--- Begin DATASET EXCERPTS ---

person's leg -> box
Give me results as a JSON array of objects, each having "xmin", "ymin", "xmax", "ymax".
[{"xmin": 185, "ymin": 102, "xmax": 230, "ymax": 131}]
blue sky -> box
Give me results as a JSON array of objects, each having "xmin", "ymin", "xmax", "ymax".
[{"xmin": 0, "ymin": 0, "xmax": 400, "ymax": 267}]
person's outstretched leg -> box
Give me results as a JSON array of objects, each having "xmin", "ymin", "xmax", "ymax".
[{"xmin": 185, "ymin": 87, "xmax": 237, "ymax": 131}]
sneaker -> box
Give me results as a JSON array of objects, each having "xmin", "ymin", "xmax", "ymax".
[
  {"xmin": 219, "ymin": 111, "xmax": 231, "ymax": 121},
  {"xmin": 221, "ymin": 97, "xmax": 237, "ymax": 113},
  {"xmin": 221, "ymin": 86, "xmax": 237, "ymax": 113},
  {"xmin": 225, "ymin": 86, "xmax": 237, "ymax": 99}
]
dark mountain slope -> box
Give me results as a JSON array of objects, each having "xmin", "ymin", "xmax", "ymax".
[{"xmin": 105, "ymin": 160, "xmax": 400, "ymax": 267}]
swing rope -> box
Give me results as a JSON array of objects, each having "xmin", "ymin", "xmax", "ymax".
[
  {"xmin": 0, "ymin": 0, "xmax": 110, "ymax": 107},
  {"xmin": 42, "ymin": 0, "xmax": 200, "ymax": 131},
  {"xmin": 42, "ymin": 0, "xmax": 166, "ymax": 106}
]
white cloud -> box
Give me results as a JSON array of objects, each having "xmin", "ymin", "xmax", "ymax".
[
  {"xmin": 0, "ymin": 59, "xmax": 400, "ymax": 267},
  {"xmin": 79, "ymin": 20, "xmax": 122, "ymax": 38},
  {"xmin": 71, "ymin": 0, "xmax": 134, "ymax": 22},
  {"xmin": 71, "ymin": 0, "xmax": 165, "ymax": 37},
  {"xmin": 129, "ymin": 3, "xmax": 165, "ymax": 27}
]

--- End DATASET EXCERPTS ---

Arrange each line of the material above as a Markdown table with the columns "Row" and "Line", numbering the rows in order and skipping blank lines.

EXERCISE RESULT:
| Row | Line |
|---|---|
| 1 | person's leg -> box |
| 2 | Give me results as a JSON array of objects, each having "xmin", "ymin", "xmax", "ymax". |
| 3 | [{"xmin": 185, "ymin": 102, "xmax": 230, "ymax": 131}] |
| 4 | blue sky -> box |
| 5 | Give me results as a JSON array of objects, each having "xmin", "ymin", "xmax", "ymax". |
| 6 | [{"xmin": 0, "ymin": 0, "xmax": 400, "ymax": 267}] |
| 7 | person's outstretched leg -> box |
| 8 | Give me results as a JSON array of objects, each having "xmin", "ymin", "xmax", "ymax". |
| 9 | [{"xmin": 185, "ymin": 87, "xmax": 237, "ymax": 131}] |
| 10 | sneaker -> box |
| 11 | Give me results as a JSON array of objects, each having "xmin", "ymin", "xmax", "ymax". |
| 12 | [ |
| 13 |   {"xmin": 219, "ymin": 111, "xmax": 231, "ymax": 121}, |
| 14 |   {"xmin": 221, "ymin": 97, "xmax": 237, "ymax": 113}, |
| 15 |   {"xmin": 221, "ymin": 86, "xmax": 237, "ymax": 113}, |
| 16 |   {"xmin": 225, "ymin": 86, "xmax": 237, "ymax": 99} |
| 17 | ] |
| 18 | dark mountain slope -> box |
| 19 | Give me results as a JSON array of objects, each having "xmin", "ymin", "xmax", "ymax". |
| 20 | [{"xmin": 105, "ymin": 160, "xmax": 400, "ymax": 267}] |
| 21 | swing rope -> box |
| 22 | Give me results as a JSON array of objects, each having "xmin", "ymin", "xmax", "ymax". |
| 23 | [ |
| 24 |   {"xmin": 0, "ymin": 0, "xmax": 110, "ymax": 107}, |
| 25 |   {"xmin": 42, "ymin": 0, "xmax": 200, "ymax": 131}, |
| 26 |   {"xmin": 42, "ymin": 0, "xmax": 166, "ymax": 106} |
| 27 | ] |
| 28 | white cloud -> box |
| 29 | Give me results as a JSON array of objects, each having "xmin", "ymin", "xmax", "ymax". |
| 30 | [ |
| 31 |   {"xmin": 0, "ymin": 59, "xmax": 400, "ymax": 267}, |
| 32 |   {"xmin": 79, "ymin": 20, "xmax": 122, "ymax": 38}, |
| 33 |   {"xmin": 71, "ymin": 0, "xmax": 134, "ymax": 22}, |
| 34 |   {"xmin": 71, "ymin": 0, "xmax": 165, "ymax": 37}, |
| 35 |   {"xmin": 129, "ymin": 3, "xmax": 165, "ymax": 27} |
| 36 | ] |